- [Description of the task]: Return every line of the records that contains the word "jeans", matching its case exactly.

★ ★ ★

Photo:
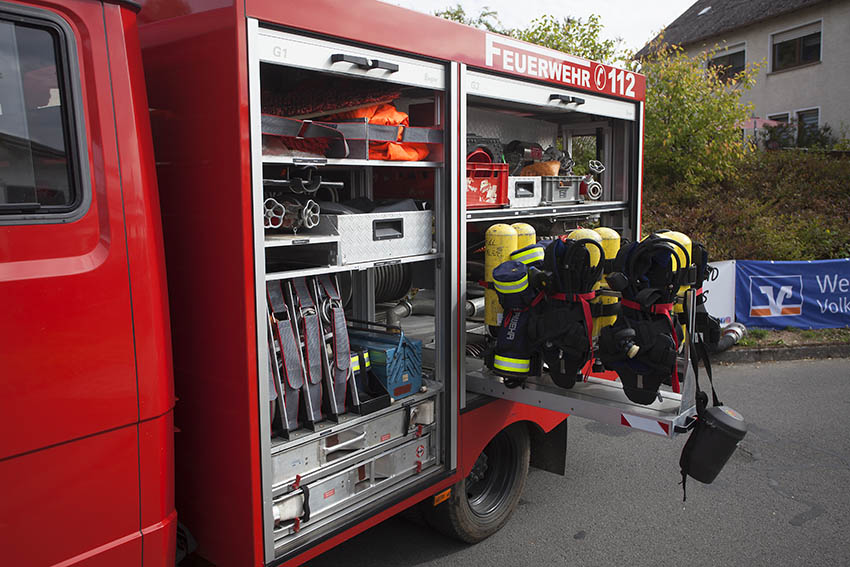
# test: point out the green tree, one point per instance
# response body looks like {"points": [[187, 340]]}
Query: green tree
{"points": [[487, 19], [574, 36], [692, 133]]}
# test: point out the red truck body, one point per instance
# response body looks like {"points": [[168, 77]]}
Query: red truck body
{"points": [[89, 351]]}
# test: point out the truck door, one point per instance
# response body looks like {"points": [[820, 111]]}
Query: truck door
{"points": [[68, 391]]}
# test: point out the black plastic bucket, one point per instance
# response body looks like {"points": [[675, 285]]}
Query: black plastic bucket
{"points": [[712, 443]]}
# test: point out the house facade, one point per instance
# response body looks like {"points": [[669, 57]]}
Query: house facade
{"points": [[803, 47]]}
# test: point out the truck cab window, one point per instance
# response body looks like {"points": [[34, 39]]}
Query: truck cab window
{"points": [[35, 166]]}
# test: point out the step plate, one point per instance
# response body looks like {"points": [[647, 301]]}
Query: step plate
{"points": [[597, 399]]}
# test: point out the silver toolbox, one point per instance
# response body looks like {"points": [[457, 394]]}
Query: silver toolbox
{"points": [[524, 191], [560, 189], [383, 236]]}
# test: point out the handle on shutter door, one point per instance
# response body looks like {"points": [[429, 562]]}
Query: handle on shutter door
{"points": [[363, 62], [385, 65], [567, 99]]}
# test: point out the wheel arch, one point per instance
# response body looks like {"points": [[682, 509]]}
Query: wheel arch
{"points": [[480, 425]]}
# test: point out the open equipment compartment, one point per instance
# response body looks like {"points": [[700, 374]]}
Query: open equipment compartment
{"points": [[350, 256], [500, 110]]}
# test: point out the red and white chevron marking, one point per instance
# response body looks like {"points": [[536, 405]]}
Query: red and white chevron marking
{"points": [[645, 424]]}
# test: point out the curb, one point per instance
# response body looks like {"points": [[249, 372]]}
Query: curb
{"points": [[768, 354]]}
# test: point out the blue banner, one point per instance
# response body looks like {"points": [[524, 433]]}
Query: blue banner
{"points": [[806, 295]]}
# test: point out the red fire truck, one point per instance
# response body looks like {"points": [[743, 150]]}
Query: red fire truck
{"points": [[194, 135]]}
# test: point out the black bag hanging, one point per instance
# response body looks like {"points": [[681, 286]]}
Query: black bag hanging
{"points": [[717, 432]]}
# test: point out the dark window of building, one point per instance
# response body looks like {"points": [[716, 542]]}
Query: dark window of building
{"points": [[796, 51], [36, 169], [807, 126]]}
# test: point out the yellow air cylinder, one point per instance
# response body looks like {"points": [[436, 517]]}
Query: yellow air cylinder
{"points": [[586, 233], [611, 245], [684, 261], [525, 234], [499, 241]]}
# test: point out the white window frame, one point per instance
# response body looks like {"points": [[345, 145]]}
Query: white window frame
{"points": [[773, 34], [799, 110], [787, 114]]}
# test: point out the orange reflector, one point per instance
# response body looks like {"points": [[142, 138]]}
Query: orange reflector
{"points": [[442, 496]]}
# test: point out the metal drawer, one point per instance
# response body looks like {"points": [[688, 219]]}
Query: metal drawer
{"points": [[383, 236], [287, 49], [309, 457]]}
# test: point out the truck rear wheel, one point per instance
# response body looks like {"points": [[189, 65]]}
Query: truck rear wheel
{"points": [[482, 502]]}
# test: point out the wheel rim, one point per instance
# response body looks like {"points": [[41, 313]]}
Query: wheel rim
{"points": [[488, 484]]}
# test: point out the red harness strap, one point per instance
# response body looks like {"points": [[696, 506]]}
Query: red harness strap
{"points": [[660, 309], [583, 298]]}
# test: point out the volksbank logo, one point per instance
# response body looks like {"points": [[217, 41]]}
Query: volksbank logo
{"points": [[776, 296]]}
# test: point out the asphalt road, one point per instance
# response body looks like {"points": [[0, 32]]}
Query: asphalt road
{"points": [[783, 498]]}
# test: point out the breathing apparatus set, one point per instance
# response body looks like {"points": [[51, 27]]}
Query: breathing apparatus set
{"points": [[556, 296], [544, 290]]}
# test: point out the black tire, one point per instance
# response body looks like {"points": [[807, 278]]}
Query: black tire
{"points": [[483, 502]]}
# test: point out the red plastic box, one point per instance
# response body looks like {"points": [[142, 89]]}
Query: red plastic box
{"points": [[486, 185]]}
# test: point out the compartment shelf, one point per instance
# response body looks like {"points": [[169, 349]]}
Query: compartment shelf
{"points": [[576, 209], [274, 240], [294, 160], [317, 270]]}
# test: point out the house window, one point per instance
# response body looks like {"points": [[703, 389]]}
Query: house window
{"points": [[37, 167], [807, 125], [730, 62], [796, 47]]}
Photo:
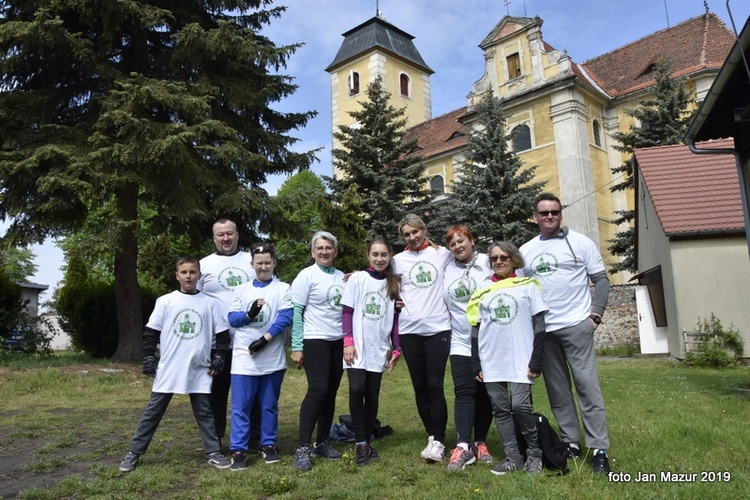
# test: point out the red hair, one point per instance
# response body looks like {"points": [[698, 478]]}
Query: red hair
{"points": [[456, 230]]}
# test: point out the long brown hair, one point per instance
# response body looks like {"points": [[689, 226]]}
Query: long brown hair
{"points": [[392, 280]]}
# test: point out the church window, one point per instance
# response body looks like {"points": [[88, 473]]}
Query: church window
{"points": [[353, 83], [521, 138], [405, 84], [437, 185], [514, 65], [597, 133]]}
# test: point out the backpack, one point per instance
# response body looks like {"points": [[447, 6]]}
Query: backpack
{"points": [[554, 450]]}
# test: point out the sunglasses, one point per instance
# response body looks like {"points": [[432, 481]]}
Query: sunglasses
{"points": [[501, 258]]}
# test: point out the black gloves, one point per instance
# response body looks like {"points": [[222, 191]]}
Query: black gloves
{"points": [[257, 345], [254, 309], [217, 364], [149, 365]]}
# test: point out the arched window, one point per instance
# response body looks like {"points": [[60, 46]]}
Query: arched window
{"points": [[521, 138], [597, 133], [437, 185], [353, 83], [405, 84]]}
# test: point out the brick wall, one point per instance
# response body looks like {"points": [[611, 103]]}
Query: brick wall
{"points": [[620, 321]]}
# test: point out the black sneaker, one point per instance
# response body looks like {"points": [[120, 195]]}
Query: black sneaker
{"points": [[322, 450], [238, 461], [574, 452], [362, 455], [302, 459], [270, 454], [130, 462], [601, 463]]}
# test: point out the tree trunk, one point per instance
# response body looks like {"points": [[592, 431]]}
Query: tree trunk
{"points": [[127, 291]]}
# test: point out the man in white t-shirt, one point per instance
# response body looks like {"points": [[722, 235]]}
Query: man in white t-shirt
{"points": [[564, 261], [224, 271]]}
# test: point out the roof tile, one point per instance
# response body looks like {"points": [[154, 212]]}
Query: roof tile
{"points": [[692, 192]]}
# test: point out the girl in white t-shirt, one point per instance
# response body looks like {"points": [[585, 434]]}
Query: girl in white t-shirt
{"points": [[425, 328], [370, 325]]}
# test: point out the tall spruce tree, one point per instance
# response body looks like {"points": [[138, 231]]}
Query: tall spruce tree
{"points": [[133, 103], [493, 193], [373, 156], [661, 120]]}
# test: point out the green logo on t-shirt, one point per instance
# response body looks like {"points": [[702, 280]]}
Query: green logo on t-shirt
{"points": [[503, 309], [187, 325], [232, 277], [374, 306], [544, 263], [423, 274]]}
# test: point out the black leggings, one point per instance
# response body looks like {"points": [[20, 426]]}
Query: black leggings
{"points": [[324, 365], [364, 397], [426, 356], [472, 410]]}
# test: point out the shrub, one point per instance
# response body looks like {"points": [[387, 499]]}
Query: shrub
{"points": [[88, 313], [721, 348]]}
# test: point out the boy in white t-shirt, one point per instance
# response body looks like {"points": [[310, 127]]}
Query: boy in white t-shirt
{"points": [[183, 323]]}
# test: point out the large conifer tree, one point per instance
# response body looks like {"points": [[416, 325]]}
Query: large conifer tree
{"points": [[493, 193], [162, 103], [661, 120], [375, 158]]}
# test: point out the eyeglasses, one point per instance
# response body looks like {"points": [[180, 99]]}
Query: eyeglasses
{"points": [[501, 258]]}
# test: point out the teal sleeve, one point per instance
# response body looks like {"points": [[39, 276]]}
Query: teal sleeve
{"points": [[297, 327]]}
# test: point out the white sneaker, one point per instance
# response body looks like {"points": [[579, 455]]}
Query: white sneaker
{"points": [[436, 452], [426, 451]]}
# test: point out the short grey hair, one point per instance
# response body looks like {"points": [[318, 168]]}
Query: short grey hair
{"points": [[326, 236]]}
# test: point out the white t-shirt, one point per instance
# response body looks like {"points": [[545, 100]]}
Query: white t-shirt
{"points": [[372, 320], [564, 275], [272, 357], [459, 283], [188, 324], [221, 274], [504, 311], [424, 312], [320, 293]]}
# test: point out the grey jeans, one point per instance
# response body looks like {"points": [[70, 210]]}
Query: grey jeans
{"points": [[154, 412], [569, 354]]}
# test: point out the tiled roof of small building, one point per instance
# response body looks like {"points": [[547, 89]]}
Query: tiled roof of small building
{"points": [[692, 192], [441, 134], [377, 32], [700, 42]]}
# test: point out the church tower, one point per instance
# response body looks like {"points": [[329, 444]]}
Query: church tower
{"points": [[378, 48]]}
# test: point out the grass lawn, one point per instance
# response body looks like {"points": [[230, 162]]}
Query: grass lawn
{"points": [[65, 424]]}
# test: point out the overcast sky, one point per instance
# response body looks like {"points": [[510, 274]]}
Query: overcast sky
{"points": [[447, 34]]}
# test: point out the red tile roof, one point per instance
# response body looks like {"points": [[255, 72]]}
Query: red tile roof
{"points": [[440, 134], [700, 42], [692, 192]]}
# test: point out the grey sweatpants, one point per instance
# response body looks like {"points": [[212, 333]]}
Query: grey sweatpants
{"points": [[510, 396], [154, 412], [570, 352]]}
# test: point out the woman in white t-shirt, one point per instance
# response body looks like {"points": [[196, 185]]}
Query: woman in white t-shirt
{"points": [[509, 314], [472, 409], [370, 325], [318, 345], [425, 328]]}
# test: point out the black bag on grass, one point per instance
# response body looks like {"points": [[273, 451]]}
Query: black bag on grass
{"points": [[554, 450]]}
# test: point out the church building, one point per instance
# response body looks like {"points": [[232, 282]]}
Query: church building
{"points": [[561, 113]]}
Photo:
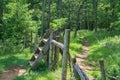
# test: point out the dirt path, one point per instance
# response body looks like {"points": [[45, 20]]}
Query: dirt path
{"points": [[81, 58], [12, 73]]}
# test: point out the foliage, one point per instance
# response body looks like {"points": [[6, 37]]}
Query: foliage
{"points": [[58, 23], [104, 45]]}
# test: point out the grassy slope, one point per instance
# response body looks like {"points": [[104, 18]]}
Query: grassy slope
{"points": [[13, 56], [104, 45]]}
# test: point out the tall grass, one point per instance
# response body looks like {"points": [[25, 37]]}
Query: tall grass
{"points": [[104, 45]]}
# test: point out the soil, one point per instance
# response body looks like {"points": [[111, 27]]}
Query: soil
{"points": [[12, 73], [81, 58]]}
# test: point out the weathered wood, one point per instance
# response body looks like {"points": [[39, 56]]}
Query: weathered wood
{"points": [[80, 72], [50, 51], [34, 64], [60, 45], [46, 47], [66, 50], [101, 62]]}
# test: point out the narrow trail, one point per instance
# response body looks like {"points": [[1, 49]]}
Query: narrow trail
{"points": [[81, 58]]}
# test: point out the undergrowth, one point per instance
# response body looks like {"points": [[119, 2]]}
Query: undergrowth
{"points": [[104, 45]]}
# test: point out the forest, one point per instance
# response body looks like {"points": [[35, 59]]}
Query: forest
{"points": [[94, 40]]}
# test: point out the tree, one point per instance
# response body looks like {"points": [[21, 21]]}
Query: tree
{"points": [[95, 14], [43, 14]]}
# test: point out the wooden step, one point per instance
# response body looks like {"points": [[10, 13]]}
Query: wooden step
{"points": [[44, 40], [36, 55]]}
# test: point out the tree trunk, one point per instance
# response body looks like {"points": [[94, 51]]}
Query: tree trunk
{"points": [[59, 8], [48, 17], [35, 41], [95, 14], [43, 14], [78, 17], [31, 37], [25, 41], [112, 6]]}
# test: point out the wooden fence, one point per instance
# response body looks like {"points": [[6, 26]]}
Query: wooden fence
{"points": [[78, 73]]}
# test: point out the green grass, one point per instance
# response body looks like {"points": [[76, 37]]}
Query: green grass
{"points": [[12, 55], [75, 45], [104, 45]]}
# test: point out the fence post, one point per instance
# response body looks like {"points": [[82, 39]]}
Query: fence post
{"points": [[101, 62], [65, 52], [50, 51], [56, 54]]}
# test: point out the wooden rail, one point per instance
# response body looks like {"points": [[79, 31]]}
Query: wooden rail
{"points": [[78, 72]]}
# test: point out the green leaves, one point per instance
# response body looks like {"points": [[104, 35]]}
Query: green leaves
{"points": [[58, 23]]}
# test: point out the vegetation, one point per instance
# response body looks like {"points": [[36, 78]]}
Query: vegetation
{"points": [[24, 22]]}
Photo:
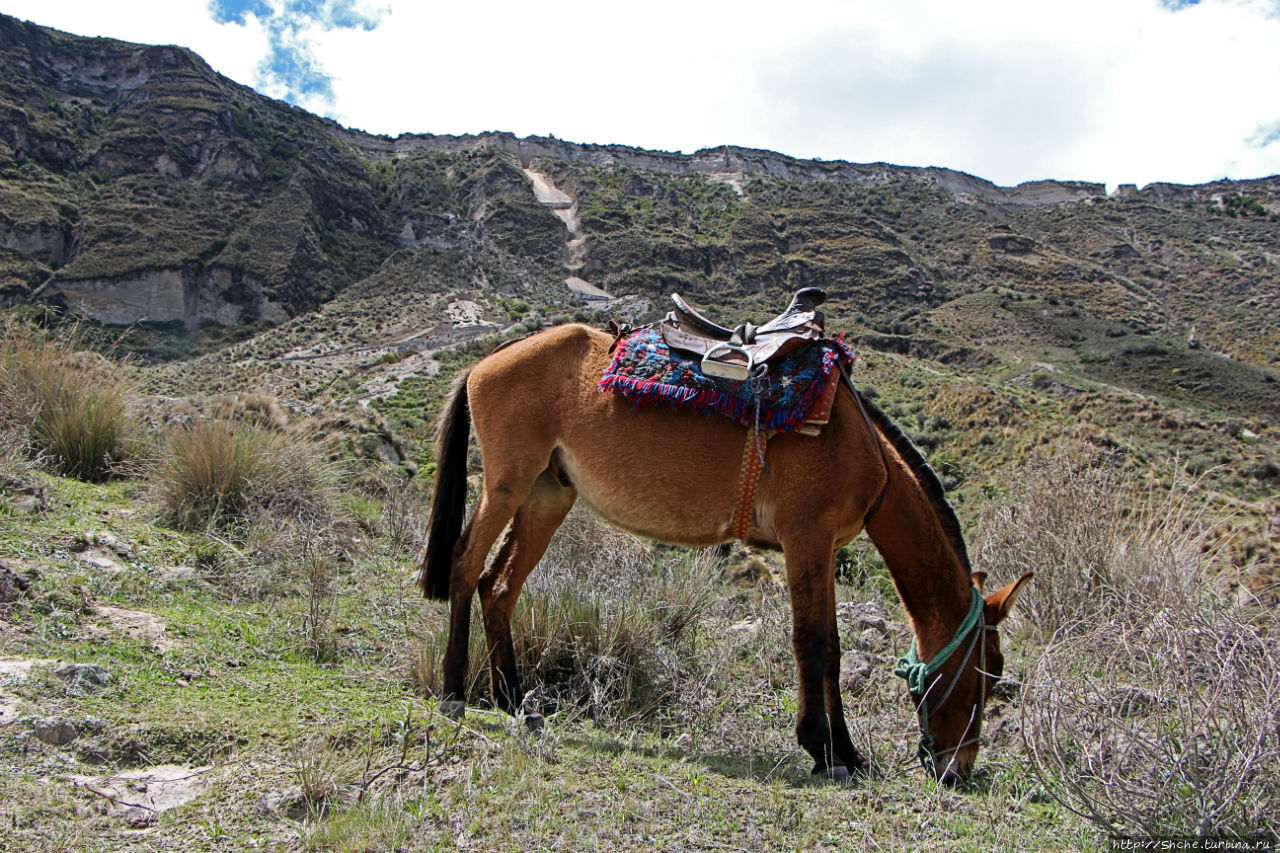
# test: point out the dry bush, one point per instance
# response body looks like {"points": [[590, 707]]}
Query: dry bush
{"points": [[1095, 542], [1155, 707], [604, 624], [71, 406], [1162, 721], [214, 474]]}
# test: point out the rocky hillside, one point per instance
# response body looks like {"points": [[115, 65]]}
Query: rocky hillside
{"points": [[140, 187]]}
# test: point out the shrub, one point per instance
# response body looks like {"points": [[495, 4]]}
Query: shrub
{"points": [[1095, 542], [71, 406]]}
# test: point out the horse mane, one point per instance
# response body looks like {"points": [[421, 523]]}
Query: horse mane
{"points": [[924, 475]]}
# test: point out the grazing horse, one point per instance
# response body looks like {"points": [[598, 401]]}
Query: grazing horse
{"points": [[548, 436]]}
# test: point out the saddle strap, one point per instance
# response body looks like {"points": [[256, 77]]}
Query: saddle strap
{"points": [[749, 482]]}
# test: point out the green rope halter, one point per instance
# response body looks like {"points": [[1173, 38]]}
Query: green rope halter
{"points": [[917, 673]]}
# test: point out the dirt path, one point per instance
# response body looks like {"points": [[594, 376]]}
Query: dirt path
{"points": [[563, 205]]}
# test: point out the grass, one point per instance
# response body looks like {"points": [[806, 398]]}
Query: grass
{"points": [[344, 753], [72, 406]]}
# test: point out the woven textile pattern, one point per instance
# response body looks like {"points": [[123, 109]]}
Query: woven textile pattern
{"points": [[648, 373]]}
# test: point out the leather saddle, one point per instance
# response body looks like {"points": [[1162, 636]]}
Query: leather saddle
{"points": [[735, 354]]}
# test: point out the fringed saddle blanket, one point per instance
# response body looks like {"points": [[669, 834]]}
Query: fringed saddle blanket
{"points": [[648, 373]]}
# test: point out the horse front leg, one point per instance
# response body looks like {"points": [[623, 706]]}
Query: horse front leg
{"points": [[842, 743], [810, 578]]}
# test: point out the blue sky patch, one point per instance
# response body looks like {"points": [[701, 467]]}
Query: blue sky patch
{"points": [[292, 65]]}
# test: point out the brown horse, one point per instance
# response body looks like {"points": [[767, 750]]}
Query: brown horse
{"points": [[547, 437]]}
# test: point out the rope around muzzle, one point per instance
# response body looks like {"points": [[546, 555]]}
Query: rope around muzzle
{"points": [[918, 673]]}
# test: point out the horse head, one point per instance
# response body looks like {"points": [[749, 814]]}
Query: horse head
{"points": [[950, 692]]}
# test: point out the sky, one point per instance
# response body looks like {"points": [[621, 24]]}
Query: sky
{"points": [[1110, 91]]}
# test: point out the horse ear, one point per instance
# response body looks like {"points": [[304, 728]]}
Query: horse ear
{"points": [[999, 603]]}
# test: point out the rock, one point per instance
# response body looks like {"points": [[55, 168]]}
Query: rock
{"points": [[138, 817], [863, 616], [12, 585], [88, 678], [1011, 243], [55, 733], [101, 561], [109, 541], [871, 639], [140, 625], [855, 670]]}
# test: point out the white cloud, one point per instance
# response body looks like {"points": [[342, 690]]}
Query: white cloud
{"points": [[1096, 90]]}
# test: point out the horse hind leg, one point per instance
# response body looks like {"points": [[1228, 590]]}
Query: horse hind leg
{"points": [[525, 543], [842, 746], [499, 500]]}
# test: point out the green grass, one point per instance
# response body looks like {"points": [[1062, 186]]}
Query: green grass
{"points": [[241, 698]]}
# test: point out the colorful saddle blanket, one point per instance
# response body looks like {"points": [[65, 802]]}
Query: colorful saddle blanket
{"points": [[649, 373]]}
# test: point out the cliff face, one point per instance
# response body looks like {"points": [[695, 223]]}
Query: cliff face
{"points": [[138, 185]]}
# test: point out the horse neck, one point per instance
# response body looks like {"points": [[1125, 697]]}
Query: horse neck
{"points": [[929, 574]]}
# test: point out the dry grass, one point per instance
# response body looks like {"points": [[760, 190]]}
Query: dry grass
{"points": [[215, 474], [604, 625], [1155, 707], [69, 407], [1096, 542]]}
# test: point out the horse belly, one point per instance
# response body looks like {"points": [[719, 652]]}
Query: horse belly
{"points": [[662, 475]]}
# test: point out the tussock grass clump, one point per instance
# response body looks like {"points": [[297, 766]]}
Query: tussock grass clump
{"points": [[606, 624], [215, 474], [69, 407]]}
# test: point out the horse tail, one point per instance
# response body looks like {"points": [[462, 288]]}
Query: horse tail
{"points": [[449, 496]]}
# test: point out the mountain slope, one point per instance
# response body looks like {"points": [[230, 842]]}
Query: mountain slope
{"points": [[140, 187]]}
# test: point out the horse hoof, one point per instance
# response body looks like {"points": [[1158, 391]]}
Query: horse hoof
{"points": [[837, 774]]}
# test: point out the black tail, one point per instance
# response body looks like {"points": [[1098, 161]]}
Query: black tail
{"points": [[449, 496]]}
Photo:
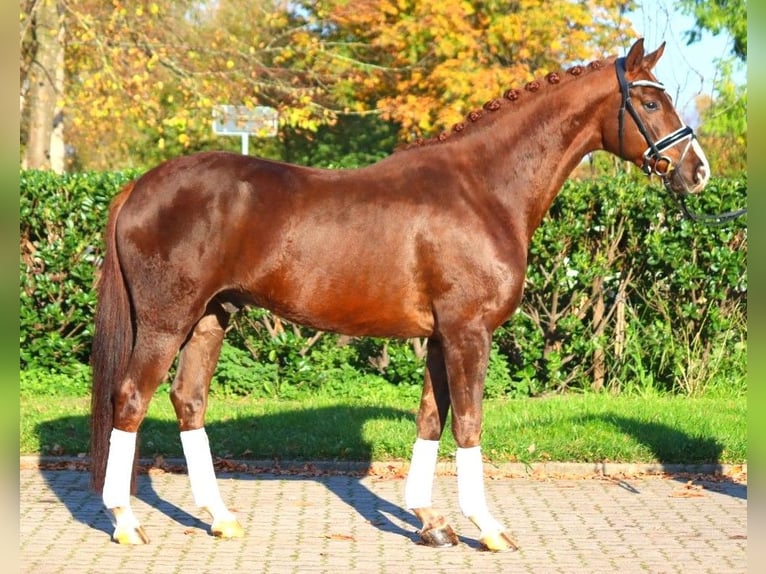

★ ★ ★

- [Exercise output]:
# test: point out the grey jeans, one point per instance
Query: grey jeans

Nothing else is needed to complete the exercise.